◆ Stated task
Could you update these lines so that "object" replaces "instance" wherever it appears, with everything else unchanged and the pictures left out?

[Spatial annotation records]
::::::

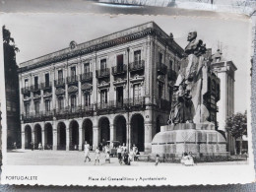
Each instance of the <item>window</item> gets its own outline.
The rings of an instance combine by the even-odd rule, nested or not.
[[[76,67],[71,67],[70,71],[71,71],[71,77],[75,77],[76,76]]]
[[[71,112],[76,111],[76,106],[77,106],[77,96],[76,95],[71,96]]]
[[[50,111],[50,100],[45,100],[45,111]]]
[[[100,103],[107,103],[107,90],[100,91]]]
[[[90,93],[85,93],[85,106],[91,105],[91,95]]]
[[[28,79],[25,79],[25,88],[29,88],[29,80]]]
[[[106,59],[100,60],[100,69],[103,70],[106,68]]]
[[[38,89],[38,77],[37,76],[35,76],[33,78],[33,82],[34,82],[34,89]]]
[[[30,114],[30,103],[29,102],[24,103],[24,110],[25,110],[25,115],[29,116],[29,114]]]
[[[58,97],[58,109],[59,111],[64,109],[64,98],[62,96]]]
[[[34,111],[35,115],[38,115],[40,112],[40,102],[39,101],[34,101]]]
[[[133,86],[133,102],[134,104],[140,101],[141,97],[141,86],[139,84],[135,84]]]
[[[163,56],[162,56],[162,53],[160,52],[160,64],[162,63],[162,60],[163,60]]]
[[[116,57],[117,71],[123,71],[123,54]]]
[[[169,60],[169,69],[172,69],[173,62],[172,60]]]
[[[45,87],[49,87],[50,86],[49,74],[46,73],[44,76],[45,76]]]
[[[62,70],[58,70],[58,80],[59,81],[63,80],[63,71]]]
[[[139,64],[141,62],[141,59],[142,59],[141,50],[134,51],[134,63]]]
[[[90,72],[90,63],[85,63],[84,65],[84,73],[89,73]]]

::::::

◆ Task answer
Each object of the <item>window</item> gets its own outline.
The rings of an object combine by the even-odd rule, nested or not.
[[[76,67],[71,67],[70,71],[71,71],[71,77],[75,77],[76,76]]]
[[[71,112],[76,111],[76,106],[77,106],[77,96],[76,95],[71,96]]]
[[[50,111],[50,100],[45,100],[45,111]]]
[[[100,103],[107,103],[107,90],[100,91]]]
[[[90,93],[85,93],[85,106],[91,105],[91,95]]]
[[[28,79],[25,79],[25,88],[29,88],[29,80]]]
[[[106,59],[100,60],[100,69],[103,70],[106,68]]]
[[[38,89],[38,77],[37,76],[35,76],[33,78],[33,82],[34,82],[34,89]]]
[[[30,114],[30,103],[29,102],[24,103],[24,110],[25,110],[25,115],[29,116],[29,114]]]
[[[58,97],[58,109],[59,111],[64,109],[64,98],[62,96]]]
[[[34,111],[35,115],[38,115],[40,112],[40,102],[39,101],[34,101]]]
[[[133,86],[133,102],[134,104],[140,101],[141,97],[141,86],[139,84],[135,84]]]
[[[163,56],[162,56],[162,53],[160,52],[160,64],[162,63],[162,60],[163,60]]]
[[[116,57],[117,71],[123,71],[123,54]]]
[[[169,60],[169,69],[172,69],[173,62],[172,60]]]
[[[45,87],[49,87],[50,86],[49,74],[46,73],[44,76],[45,76]]]
[[[62,70],[58,70],[58,80],[59,81],[63,80],[63,71]]]
[[[139,64],[141,62],[141,59],[142,59],[141,50],[134,51],[134,63]]]
[[[90,72],[90,63],[85,63],[84,65],[84,73],[89,73]]]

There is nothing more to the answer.